Information shown -

# # # # # # #

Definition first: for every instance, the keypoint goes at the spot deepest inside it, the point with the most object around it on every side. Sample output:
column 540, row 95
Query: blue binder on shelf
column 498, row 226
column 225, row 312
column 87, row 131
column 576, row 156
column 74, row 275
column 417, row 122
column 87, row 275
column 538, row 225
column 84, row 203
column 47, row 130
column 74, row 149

# # # # # # #

Reproduce each entry precisely, so that nothing differs from the original.

Definition first: for every instance, the keypoint goes at the spot deepest inside it, the point with the most object around it on every side. Sample output:
column 540, row 95
Query: blue binder on shelf
column 498, row 226
column 225, row 312
column 87, row 131
column 576, row 156
column 74, row 275
column 417, row 122
column 87, row 275
column 538, row 225
column 84, row 203
column 47, row 130
column 74, row 149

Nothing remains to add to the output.